┌─ Brano

Revisione prezzi: istanza inammissibile prima della stipulazione del contratto

revisione prezziIl tema della revisione prezzi negli appalti pubblici sta entrando sempre più a far parte della vita quotidiana degli operatori che continuano a subire gli effetti degli aumenti dei costi dei materiali.

Come fronteggiare l’aumento dei costi dell’appalto che si verifica nelle more della stipula del contratto? Cosa è possibile fare se la revisione prezzi non è prevista dal contratto?

Una parziale risposta ai quesiti ci giunge da una recentissima sentenza del TAR Lombardia.

└─
┌─ Materiale di riferimento

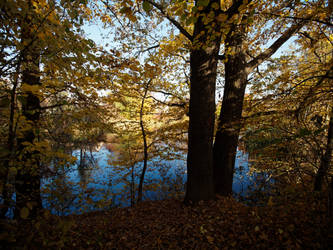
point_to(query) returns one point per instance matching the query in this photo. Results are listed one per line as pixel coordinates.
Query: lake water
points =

└─

Istruzione data:
Nel testo sulla revisione prezzi, riscrivi la parte che si apre con le parole contenenti "revisione prezziIl tema" e si chiude con "costi dei materiali.", sostituendo "degli operatori" con "delle imprese". L'elenco è materiale separato rispetto al testo sulla revisione prezzi.

Risposta:
revisione prezziIl tema della revisione prezzi negli appalti pubblici sta entrando sempre più a far parte della vita quotidiana delle imprese che continuano a subire gli effetti degli aumenti dei costi dei materiali.